▶ _AIM_:
Every line from the line containing "Thank you for the photo above. Could you indicate the dirt" through the final line of the data is to be printed exactly; no other line is to appear.

▶ _A block of data_:
-- START --

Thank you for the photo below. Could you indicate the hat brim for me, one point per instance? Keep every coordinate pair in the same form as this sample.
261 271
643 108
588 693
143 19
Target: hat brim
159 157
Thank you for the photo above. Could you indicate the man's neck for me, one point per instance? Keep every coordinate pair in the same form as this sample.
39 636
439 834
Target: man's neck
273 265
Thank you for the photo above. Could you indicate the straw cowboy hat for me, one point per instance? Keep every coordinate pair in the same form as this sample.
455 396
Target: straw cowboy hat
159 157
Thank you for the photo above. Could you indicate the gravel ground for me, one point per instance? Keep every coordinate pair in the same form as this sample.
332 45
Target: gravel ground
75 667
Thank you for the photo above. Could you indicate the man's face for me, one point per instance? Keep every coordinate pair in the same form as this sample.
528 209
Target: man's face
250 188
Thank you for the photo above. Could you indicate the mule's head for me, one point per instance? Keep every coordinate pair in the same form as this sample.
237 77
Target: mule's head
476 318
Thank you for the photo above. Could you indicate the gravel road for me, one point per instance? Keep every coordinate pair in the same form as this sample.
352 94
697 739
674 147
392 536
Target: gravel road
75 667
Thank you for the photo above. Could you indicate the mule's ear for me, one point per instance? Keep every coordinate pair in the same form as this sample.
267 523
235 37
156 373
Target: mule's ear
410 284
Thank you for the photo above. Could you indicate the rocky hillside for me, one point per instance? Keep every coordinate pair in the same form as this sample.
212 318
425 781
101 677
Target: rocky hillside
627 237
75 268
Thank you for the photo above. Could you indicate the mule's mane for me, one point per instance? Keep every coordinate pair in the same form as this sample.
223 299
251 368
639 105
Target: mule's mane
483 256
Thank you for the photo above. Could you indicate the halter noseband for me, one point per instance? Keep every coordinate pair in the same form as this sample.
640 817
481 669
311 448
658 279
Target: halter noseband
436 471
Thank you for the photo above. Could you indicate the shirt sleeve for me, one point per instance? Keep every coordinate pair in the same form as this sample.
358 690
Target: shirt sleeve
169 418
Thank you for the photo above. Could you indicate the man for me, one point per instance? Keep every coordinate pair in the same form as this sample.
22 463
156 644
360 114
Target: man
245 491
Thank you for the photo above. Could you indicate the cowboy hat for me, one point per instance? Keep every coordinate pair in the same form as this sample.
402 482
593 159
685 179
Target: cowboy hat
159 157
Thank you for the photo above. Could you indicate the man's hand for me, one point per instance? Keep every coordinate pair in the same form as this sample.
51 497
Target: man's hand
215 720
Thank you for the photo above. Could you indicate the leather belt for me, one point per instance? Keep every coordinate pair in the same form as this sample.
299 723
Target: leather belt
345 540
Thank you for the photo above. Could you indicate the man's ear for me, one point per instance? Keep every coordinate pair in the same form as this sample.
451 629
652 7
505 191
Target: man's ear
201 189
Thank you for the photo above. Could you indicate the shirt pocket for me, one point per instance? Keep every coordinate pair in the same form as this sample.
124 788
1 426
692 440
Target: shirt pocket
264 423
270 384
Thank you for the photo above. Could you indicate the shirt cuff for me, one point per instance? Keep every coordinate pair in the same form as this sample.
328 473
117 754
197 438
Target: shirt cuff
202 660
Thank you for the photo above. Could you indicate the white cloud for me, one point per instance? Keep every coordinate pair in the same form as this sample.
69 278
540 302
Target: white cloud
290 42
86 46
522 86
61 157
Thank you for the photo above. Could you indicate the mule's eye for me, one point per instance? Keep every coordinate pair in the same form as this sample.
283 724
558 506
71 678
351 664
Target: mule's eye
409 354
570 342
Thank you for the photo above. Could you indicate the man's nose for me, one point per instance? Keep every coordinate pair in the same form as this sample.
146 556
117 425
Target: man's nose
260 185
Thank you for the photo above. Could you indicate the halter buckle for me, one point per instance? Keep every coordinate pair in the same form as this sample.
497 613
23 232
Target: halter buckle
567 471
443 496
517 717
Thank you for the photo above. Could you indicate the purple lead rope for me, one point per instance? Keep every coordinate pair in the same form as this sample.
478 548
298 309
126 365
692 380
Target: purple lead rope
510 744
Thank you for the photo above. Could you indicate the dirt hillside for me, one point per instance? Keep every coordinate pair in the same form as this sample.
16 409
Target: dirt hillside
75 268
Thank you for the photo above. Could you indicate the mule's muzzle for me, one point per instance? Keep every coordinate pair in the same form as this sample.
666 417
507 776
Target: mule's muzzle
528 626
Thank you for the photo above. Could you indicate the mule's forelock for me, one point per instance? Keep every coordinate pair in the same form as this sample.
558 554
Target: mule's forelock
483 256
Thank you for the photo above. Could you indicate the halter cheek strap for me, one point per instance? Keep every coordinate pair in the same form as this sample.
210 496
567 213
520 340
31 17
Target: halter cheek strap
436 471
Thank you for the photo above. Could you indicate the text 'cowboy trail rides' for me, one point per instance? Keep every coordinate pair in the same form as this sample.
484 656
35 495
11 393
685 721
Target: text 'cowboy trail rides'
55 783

-- END --

▶ _RESPONSE TO THIS TASK_:
Thank you for the photo above. Could you indicate the dirt hillside for me, one point per instance? Keep every coordinate pair in the same form as this sample.
16 409
Target: dirt hillside
75 268
Thank you for the photo above. Could you indicate the mule's muzzle for me, one point per instance? Keep every coordinate pair in the same form as this sample.
666 417
507 776
Target: mule's muzzle
528 626
Thank you for the photo above. Could you indicate the mule's forelock for me, one point per instance? Keep every coordinate pair in the same form as this sample.
558 554
Target: mule's forelock
483 256
Thank you for the photo above. Could you indicate the halter cheek strap for me, one point per instance? Keep every coordinate pair in the same form as this sample.
210 496
567 213
520 340
31 17
Target: halter cheek strap
436 471
Thank you for the photo above. Could you indicate the text 'cowboy trail rides' for me, one point per instance? Keep every coordinate pair in the same form as this sample.
484 656
35 495
11 393
685 721
Target: text 'cowboy trail rides'
55 783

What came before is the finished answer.